_To do_
(1) According to the talk abstract below, what kind of transformers can be trained with chain-of-thought to solve problems that would otherwise require deeper architectures?
(2) Pick up the abstract below on transformers learning chain-of-thought reasoning after its final sentence, and carry it forward.
### Source excerpt
Recorded Talks: Optimization for ML and AI Seminar Series
Transformers Learn Generalizable Chain-of-Thought Reasoning via Gradient Descent
Yuejie Chi, Yale University
Transformers have demonstrated remarkable chain-of-thought reasoning capabilities, yet, the underlying mechanisms by which they acquire and extrapolate these capabilities remain limited. This talk presents a theoretical analysis of transformers trained via gradient descent for symbolic reasoning and state tracking tasks with increasing problem complexity. Our analysis reveals the coordination of multi-head attention to solve multiple subtasks in a single autoregressive path, and the bootstrapping of inherently sequential reasoning through recursive self-training curriculum. Our optimization-based guarantees demonstrate that even shallow multi-head transformers, with chain-of-thought, can be trained to effectively solve problems that would otherwise require deeper architectures.
######
### Provided material
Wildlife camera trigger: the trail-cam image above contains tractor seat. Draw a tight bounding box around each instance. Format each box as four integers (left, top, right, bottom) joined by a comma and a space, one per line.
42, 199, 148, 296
######
_The answers_
(1) Even shallow multi-head transformers.

(2)
Yuejie Chi is the Charles C. and Dorothea S. Dilley Professor of Statistics and Data Science at Yale University, with a secondary appointment in Computer Science, and a member of the Yale Institute for Foundations of Data Science. Before joining Yale, Dr. Chi was the Sense of Wonder Group Endowed Professor of Electrical and Computer Engineering in AI Systems at Carnegie Melon University, with affiliation in MLD and CyLab. She also spent some time as a visiting researcher at Meta's Fundamental AI Research (FAIR). Dr. Yue's research interests lie in the theoretical and algorithmic foundations of data science, generative AI, reinforcement learning, and signal processing, motivated by applications in scientific and engineering domains. Her current focus is on improving the performance, efficiency and reliability of generative AI and decision making, driven by data-intensive but resource-constrained scenarios.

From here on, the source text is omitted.